What is required => Copy out the data exactly, leaving the pictures behind.

Record list =>
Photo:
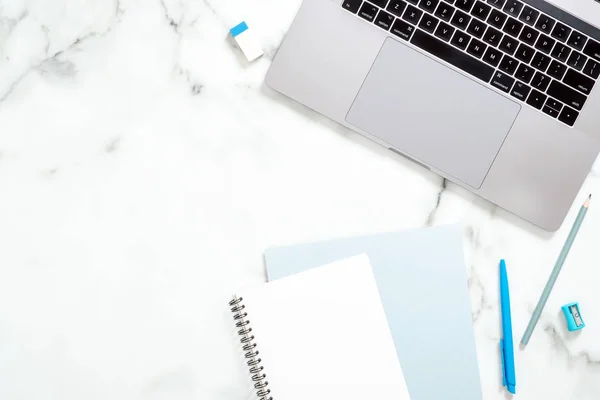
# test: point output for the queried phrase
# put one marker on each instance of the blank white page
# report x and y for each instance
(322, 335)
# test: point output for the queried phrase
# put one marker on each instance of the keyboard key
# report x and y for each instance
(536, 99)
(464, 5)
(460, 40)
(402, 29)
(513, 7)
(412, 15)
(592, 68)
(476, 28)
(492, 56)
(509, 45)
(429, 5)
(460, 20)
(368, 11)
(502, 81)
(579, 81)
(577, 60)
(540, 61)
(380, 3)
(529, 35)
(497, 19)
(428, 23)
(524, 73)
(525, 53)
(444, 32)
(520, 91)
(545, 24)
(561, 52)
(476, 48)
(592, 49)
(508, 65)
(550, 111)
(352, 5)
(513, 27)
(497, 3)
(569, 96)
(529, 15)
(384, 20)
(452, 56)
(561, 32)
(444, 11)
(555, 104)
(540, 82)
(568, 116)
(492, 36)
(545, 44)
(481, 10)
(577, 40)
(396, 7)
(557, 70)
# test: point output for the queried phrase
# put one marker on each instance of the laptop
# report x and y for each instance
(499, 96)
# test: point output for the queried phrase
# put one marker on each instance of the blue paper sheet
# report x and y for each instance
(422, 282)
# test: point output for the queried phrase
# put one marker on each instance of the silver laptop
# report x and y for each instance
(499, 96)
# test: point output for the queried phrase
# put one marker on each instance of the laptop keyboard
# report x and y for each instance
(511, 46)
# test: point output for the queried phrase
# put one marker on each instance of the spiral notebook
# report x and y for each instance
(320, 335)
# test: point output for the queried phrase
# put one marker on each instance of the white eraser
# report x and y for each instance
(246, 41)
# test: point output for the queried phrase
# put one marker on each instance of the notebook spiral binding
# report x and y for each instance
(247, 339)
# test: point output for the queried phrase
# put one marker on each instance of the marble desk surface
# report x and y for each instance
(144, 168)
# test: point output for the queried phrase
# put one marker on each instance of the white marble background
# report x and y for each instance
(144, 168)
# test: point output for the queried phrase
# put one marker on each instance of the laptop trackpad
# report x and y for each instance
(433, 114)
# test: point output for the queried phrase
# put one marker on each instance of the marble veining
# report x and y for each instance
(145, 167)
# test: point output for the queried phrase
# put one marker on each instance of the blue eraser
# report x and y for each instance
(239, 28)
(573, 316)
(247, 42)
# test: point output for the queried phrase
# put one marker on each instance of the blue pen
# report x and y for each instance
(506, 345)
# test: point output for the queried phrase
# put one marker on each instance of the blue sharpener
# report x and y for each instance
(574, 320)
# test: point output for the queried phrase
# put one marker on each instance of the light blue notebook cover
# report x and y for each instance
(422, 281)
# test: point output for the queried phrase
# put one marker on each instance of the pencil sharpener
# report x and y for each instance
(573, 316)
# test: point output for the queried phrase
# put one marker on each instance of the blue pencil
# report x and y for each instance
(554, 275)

Answer to this problem =>
Photo:
# test: point output for the queried phrase
# put one marker on each instance of the blank white page
# report x and y for each instance
(322, 335)
# test: point output for the queried phrase
# put one marker on each instance of the keyboard key
# report x and y for each instance
(536, 99)
(464, 5)
(460, 40)
(402, 29)
(513, 7)
(412, 15)
(592, 68)
(476, 28)
(492, 56)
(509, 45)
(429, 5)
(460, 20)
(368, 11)
(502, 81)
(579, 81)
(577, 60)
(540, 61)
(380, 3)
(529, 35)
(497, 19)
(428, 23)
(524, 73)
(525, 53)
(444, 32)
(520, 91)
(545, 24)
(561, 52)
(476, 48)
(592, 49)
(508, 65)
(550, 111)
(352, 5)
(513, 27)
(497, 3)
(569, 96)
(529, 15)
(384, 20)
(452, 56)
(561, 32)
(444, 11)
(555, 104)
(540, 82)
(568, 116)
(492, 36)
(545, 44)
(481, 10)
(577, 40)
(396, 7)
(557, 70)
# test: point output for the queried phrase
# put one marker on each instance of the laptop
# report x and y for each instance
(499, 96)
# test: point output for the queried phrase
# put one marker on each instance of the blue paper sheet
# report x and y for each instance
(422, 282)
# test: point output for the queried phrase
# put one marker on each instance of the silver laptop
# report x and y for each instance
(499, 96)
# test: point output for the queried phrase
# put one marker on each instance of the laptop keyboard
# report x and y for each instance
(511, 46)
# test: point output for the queried phrase
# put one marker on each instance of the spiral notebook
# report x and y for each instance
(320, 335)
# test: point output for the queried phrase
# put one marker on each instance of the white eraser
# report x and y for each instance
(246, 41)
# test: point output for the queried phrase
# put one marker on each instance of the notebook spiral binding
# report x and y for each instance
(247, 339)
# test: point output for the queried phrase
# put one marker on each instance of the marble desk surface
# report x and y for each instance
(144, 168)
# test: point output for the queried phrase
# put one marker on each instance of the white marble background
# report x and y for each instance
(144, 168)
# test: point output for the queried phrase
# put one marker on each instance of the laptop trackpad
# report x and y for each instance
(433, 114)
# test: point output for the queried phrase
# put one marker on each instance of the marble veining
# report x and y for each instance
(145, 167)
# test: point output for the queried phrase
# put one marker on each instance of the blue eraser
# report x and y for each instance
(239, 28)
(573, 316)
(247, 42)
# test: point output for the queried phrase
# put one marker on each instance of the blue pen
# report x and y for each instance
(506, 345)
# test: point output for the queried phrase
# put one marker on each instance of the blue sharpener
# report x and y for each instance
(574, 320)
# test: point output for the queried phrase
# put one marker on each instance of the light blue notebook cover
# report x and y for each instance
(422, 281)
# test: point output for the queried phrase
# put one marker on each instance of the pencil sharpener
# report x and y for each instance
(573, 316)
# test: point output for the queried phrase
# put one marker on each instance of the blue pencil
# report x and y for each instance
(554, 275)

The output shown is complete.